What to produce: Can you reproduce, character for character, the stretch of data below from the line containing "This trail-cam photo was taken at dusk. Identify woman" through the line containing "[0,253,800,522]", with both of those lines included?
## Begin Stored rows
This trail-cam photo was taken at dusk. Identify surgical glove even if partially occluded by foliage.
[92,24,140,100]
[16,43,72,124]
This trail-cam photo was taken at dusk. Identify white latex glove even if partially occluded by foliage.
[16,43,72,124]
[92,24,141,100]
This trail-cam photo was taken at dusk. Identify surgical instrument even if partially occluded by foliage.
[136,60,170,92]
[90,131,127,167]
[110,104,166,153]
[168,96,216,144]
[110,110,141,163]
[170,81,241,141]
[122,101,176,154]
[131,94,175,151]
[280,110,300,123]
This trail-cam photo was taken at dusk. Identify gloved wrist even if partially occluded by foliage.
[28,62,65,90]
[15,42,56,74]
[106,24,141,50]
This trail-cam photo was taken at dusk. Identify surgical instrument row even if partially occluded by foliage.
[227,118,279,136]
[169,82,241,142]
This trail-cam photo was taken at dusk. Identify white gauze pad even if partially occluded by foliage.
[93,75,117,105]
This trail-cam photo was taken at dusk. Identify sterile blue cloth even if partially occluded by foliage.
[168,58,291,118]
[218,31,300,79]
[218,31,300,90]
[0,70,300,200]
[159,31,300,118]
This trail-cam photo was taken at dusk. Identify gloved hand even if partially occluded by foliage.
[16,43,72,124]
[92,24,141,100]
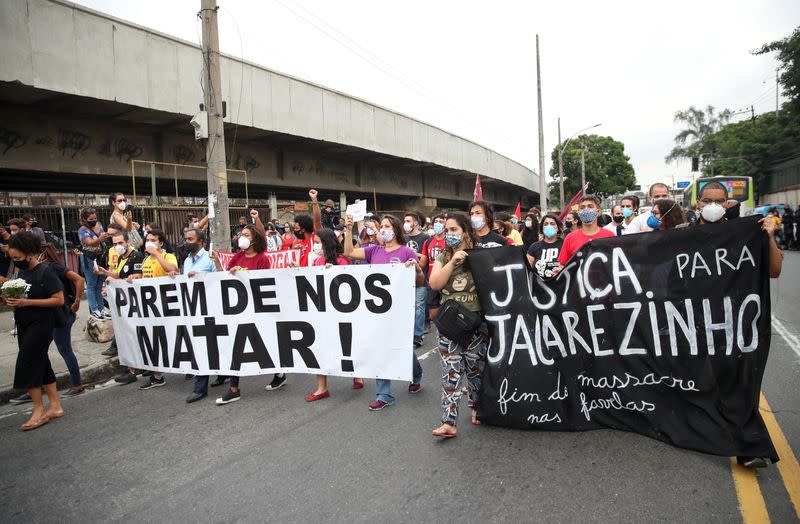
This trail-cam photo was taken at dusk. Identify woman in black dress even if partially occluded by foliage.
[5,232,64,431]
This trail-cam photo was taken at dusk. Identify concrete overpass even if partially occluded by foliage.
[0,0,539,213]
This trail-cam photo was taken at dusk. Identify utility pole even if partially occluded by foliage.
[581,136,588,191]
[199,0,231,249]
[536,35,547,213]
[558,117,564,209]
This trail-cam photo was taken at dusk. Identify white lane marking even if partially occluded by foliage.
[772,315,800,357]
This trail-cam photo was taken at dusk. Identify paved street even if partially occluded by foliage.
[0,253,800,522]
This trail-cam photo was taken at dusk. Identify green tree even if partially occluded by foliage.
[550,135,636,203]
[753,27,800,112]
[664,106,732,164]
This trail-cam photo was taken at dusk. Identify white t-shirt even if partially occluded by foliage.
[623,213,653,235]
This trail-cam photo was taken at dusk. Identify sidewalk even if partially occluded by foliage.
[0,301,119,404]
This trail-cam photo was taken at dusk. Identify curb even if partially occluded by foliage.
[0,357,125,405]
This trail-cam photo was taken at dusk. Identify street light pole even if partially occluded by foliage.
[558,117,564,209]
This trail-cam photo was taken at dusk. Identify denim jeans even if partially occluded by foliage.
[375,353,422,404]
[414,286,428,337]
[81,254,106,313]
[53,313,81,386]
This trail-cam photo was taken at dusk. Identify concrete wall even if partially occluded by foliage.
[0,104,517,204]
[0,0,539,194]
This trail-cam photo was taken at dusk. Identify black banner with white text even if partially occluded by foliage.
[468,219,777,459]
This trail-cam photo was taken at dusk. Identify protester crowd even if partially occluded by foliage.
[0,182,784,464]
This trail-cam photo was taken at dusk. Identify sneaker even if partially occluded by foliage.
[217,389,242,406]
[114,371,136,384]
[139,377,167,389]
[369,400,394,411]
[264,375,286,391]
[9,393,31,404]
[61,387,86,398]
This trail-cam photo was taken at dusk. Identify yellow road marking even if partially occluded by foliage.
[760,393,800,518]
[731,457,769,524]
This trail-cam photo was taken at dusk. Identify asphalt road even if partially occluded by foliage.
[0,253,800,523]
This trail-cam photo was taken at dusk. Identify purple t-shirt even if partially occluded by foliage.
[364,246,419,264]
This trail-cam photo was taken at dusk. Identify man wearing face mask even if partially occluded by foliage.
[469,200,512,248]
[625,182,670,235]
[292,189,322,267]
[558,195,614,268]
[94,231,144,364]
[403,211,429,347]
[603,206,625,237]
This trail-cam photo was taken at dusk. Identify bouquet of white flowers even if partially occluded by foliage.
[0,278,31,298]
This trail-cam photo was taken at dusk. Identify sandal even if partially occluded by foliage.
[431,424,458,439]
[19,415,50,431]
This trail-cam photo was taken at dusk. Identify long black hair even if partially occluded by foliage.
[316,228,343,266]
## End Stored rows
Correct result:
This trail-cam photo was taken at dusk. Identify woman in black dress even if partially occluded by foliage.
[5,232,64,431]
This trail-cam photo was taken at dusk. Identify concrete overpass even if partially occluded by foliage.
[0,0,539,213]
This trail-cam photo was taken at dusk. Identify utility pole even if partially occluded by foliage.
[581,136,588,191]
[199,0,231,249]
[536,35,547,213]
[558,117,564,209]
This trail-cam photo was taken at dusk. Identify white lane marking even if partially occluded by foliage.
[772,315,800,357]
This trail-cam photo was taken at dusk. Identify paved street even if partially occluded by foliage.
[0,253,800,522]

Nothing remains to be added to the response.